▸ Consigne: Reprenez la discussion de forum sur l'iPad et les documents bureautiques, puis rédigez-en la suite à partir de sa dernière ligne.

▸ Extrait:

# iWork ou autre?



## glad06 (13 Août 2010)

Bonjour,

Je souhaite acheter l'iPad mais il me reste une question essentielle à résoudre.

Puis-je importer des documents (.doc, .docx, .ppt etc...) dans mon iPad, les retravailler dessus pour ensuite les exporter sur mon mac ou les utiliser sur projecteur?

Je pense principalement au powerpoint que j'aimerai faire chez moi sur mon mac, le transférer sur mon iPad (ajouter des choses en chemin si besoin) et en faire la présentation orale.

Est-ce possible? Quelles sont les meilleures appli iPad pour ça? Et puis-je imprimer mes documents (.doc ou .pdf) de mon iPad?

Merci de votre aide!


----------



## sharky (13 Août 2010)

Perso j'utilise Quick Office qui fonctionne parfaitement au niveau intégration avec le Mac, mais qui ne supporte pas encore les ppt (fin d'année). Dans ton cas il y a Office HD ou Document to Go qui seraient approprié. Tu utilises Mobile Me si tu as un compte ou DropBox pour gérer tes fichiers

Pour l'impression il y a plusieurs solutions comme Print Online ou ePrint, mais je ne sais pas si cela fonctionne bien.


----------



## Membre supprimé 2 (13 Août 2010)

▸ Données recueillies:
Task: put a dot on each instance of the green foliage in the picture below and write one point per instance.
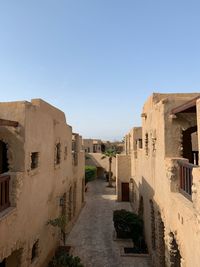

▸ Réponse:
Bonjour,

Pour l'impression, voir aussi PrintCentral, qui semble assez puissant : http://itunes.apple.com/fr/app/printcentral-for-ipad-le-fichier/id366020849?mt=8


----------



## glad06 (14 Août 2010)

Super! 

Avec tout ceci me voilà rassurée et prête à travailler comme je le souhaite! Merci pour votre aide!


----------



## joinman (15 Août 2010)

Ne soit pas trop vite rassuré !
Va faire un tour sur les avis des soft indiqués ci dessus (sauf print center) dans iTunes. 
Pour ma part, j'ai testé Documents to go. Sous Excel, par exemple aucun graphique ! Sous ppt, pb de respect mise en page


----------



## glad06 (21 Août 2010)

Alors ça y est j'ai testé keynote pour mes ppt. Il n'y a aucun soucis pour la compatibilité avec mon Mac. Juste les polices peuvent être modifiées et les effets mais pas de gros problème majeur concernant les données.

En ce qui concerne l'impression de mes documents via dropbox avec printcentral je ne comprends pas... Apparemment il faut que mon ordinateur reste le relais permanent avec l'imprimante via le logiciel weprint. En gros, je ne peux pas éteindre mon ordi lorsque je suis à l'extérieur si je veux imprimer de mon iPad.

Y a t-il une appli pour imprimer en wifi mes doc et mail directement de l'ipad sur l'imprimante wifi?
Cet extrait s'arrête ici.